[EXERCISE GOAL]
Answer these questions using the passage about teaching with Excel.
(a) Which symbol does the passage give for exponents?
(b) Which two barriers does the passage say Excel can help avoid?
(c) Besides BEMDAS, which order-of-operations mnemonic does the passage name?

[DOCUMENT PASSAGE]
#####
The location of data in cells in Excel help to organize the information and thoughts of students in a similar way as games they play for pleasure do. Staying within boundaries or frames is a natural way of playing games and navigating the many mazes and options available.

Excel programs are a staple on most basic computer systems and can help increase the purposeful use of technology without the barriers of online access or fancy equipment. It’s a good place to start.

BEMDAS

Brackets [ ], Exponents ^, Multiplication * , Division /, Addition +, and Subtraction -, relates to Order of Operations and the symbols used in Excel.

  • Excel formulas give a great introduction and a behind the scenes look at how our basic math formulas work, in an automated fashion.
  • Excel formula functions give users an opportunity to input the correct formula, randomize values that they would normally compute manually, and receive immediate feedback to validate their work.

Predictions/Simulations

The order of operations mneumonic tools like PEMDAS and BEMDAS can also assist with making predictions and using critical thinking skills when learners are not using an Excel spreadsheet.

Try this “Mathematical Operators in Formulas” tutorial.
#####
[RECORDS PROVIDED]
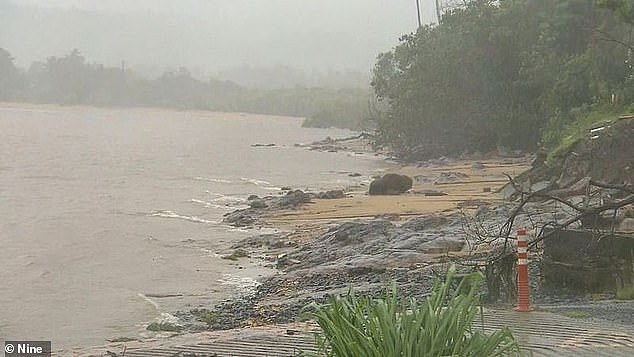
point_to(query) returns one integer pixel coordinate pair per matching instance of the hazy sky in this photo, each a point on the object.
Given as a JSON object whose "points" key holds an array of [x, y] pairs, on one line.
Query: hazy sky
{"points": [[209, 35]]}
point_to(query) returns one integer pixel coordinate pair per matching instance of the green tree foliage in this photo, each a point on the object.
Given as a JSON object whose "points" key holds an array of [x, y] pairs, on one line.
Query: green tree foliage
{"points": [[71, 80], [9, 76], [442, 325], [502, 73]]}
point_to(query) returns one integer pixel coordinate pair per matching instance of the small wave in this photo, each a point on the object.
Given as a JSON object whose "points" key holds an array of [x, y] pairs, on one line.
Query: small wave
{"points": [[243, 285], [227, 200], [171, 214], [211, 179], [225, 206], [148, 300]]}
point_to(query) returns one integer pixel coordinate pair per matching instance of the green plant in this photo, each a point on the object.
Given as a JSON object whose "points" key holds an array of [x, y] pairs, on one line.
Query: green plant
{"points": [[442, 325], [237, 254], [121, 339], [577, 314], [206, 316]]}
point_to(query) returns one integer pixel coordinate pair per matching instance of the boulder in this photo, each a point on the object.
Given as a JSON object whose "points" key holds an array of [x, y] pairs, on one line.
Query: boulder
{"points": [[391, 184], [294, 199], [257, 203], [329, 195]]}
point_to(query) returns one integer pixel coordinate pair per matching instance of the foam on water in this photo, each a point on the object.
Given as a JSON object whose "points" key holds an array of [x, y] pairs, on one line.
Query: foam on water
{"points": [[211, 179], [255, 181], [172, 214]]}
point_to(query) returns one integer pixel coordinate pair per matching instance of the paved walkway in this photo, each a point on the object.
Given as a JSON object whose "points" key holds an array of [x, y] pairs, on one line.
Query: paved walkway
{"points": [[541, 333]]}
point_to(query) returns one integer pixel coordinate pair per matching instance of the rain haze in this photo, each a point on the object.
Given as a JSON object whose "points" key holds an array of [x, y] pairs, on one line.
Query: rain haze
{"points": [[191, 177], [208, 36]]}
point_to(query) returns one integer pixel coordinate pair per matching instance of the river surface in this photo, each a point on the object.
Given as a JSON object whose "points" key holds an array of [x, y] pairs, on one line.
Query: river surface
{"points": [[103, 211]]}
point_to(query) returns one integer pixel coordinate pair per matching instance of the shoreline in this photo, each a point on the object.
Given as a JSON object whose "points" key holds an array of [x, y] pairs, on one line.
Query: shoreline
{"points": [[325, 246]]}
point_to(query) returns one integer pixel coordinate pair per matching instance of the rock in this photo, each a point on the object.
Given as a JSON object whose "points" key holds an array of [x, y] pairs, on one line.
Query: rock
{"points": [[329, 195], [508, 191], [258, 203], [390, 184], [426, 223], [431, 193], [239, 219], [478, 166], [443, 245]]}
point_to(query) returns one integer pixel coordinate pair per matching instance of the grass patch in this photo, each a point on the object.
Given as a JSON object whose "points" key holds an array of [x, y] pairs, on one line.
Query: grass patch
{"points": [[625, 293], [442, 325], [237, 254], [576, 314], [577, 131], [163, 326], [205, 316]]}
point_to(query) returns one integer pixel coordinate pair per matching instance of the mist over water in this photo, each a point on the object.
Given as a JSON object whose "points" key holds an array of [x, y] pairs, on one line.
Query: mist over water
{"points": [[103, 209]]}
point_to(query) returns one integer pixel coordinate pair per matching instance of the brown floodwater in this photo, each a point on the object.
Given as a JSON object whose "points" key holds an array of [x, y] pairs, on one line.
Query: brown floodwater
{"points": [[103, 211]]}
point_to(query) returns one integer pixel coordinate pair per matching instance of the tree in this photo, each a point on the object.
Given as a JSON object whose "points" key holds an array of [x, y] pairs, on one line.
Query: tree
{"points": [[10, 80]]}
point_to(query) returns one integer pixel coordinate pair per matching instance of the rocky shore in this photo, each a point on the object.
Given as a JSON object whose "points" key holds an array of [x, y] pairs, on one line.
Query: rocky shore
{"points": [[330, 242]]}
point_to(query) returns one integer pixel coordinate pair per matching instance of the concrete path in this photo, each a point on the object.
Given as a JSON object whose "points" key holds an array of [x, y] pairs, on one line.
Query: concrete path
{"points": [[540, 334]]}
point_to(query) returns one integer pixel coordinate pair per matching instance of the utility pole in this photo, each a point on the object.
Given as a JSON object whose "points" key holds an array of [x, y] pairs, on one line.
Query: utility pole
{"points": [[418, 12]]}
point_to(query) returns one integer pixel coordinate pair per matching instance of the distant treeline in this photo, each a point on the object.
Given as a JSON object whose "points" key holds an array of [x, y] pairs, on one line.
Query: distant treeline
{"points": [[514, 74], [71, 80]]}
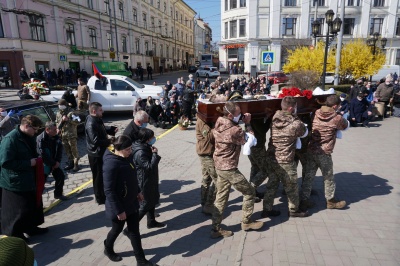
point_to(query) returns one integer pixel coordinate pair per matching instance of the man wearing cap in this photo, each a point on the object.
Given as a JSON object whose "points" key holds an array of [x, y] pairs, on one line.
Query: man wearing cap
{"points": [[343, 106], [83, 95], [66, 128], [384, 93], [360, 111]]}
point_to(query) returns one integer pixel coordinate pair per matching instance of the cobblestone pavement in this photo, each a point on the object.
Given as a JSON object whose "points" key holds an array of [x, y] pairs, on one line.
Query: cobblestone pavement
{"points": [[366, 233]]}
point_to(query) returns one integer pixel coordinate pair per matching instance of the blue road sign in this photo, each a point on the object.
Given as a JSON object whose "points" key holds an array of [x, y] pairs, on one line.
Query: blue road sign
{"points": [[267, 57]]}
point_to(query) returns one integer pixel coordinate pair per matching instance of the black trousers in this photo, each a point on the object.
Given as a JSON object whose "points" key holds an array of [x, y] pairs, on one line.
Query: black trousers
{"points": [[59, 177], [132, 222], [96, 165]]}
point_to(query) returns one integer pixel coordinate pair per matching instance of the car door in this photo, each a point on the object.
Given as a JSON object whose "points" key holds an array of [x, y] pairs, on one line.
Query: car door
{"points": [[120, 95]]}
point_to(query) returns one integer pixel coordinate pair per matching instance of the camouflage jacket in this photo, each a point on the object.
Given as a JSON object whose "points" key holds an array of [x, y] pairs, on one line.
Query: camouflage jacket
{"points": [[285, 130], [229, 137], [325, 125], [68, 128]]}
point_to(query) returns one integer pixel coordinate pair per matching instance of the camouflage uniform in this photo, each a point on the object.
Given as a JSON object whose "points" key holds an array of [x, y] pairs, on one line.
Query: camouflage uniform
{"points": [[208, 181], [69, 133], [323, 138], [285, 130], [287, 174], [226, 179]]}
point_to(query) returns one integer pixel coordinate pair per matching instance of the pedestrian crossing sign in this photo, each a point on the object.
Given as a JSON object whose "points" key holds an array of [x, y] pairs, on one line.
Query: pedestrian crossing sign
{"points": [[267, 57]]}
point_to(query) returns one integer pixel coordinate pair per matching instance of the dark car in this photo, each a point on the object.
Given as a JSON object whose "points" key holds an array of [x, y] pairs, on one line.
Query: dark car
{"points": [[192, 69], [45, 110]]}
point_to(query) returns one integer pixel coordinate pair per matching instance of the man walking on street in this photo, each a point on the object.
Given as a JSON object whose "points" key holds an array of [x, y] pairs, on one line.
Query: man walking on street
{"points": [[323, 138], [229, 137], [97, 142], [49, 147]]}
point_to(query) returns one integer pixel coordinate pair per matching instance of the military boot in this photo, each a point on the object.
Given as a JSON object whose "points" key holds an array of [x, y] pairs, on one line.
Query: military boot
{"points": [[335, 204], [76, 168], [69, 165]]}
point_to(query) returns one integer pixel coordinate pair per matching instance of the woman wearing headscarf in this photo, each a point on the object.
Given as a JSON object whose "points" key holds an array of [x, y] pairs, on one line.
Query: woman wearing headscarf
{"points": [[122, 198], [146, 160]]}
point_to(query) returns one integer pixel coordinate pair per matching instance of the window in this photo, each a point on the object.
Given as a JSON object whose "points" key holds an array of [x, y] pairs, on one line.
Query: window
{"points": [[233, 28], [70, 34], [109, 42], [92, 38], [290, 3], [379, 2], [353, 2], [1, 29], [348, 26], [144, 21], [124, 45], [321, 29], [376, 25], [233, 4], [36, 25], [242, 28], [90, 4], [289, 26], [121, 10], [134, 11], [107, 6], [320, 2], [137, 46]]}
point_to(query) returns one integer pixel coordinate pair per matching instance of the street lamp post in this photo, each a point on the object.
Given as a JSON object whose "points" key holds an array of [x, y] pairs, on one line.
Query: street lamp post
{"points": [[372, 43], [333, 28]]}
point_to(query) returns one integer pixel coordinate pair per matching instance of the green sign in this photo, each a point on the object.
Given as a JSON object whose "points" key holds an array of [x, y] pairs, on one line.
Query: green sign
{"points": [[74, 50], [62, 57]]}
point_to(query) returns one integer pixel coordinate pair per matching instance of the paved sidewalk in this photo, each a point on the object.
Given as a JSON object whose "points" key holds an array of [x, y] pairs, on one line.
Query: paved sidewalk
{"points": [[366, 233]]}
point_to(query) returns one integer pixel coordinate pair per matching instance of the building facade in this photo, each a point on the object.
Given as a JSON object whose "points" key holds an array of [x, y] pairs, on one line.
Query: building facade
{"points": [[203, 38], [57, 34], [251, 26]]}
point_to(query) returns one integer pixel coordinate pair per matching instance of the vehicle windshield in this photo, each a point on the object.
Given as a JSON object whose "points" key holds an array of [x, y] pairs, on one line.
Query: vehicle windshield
#####
[PROBLEM SOLUTION]
(a) The caret symbol (^).
(b) Online access and fancy equipment.
(c) PEMDAS.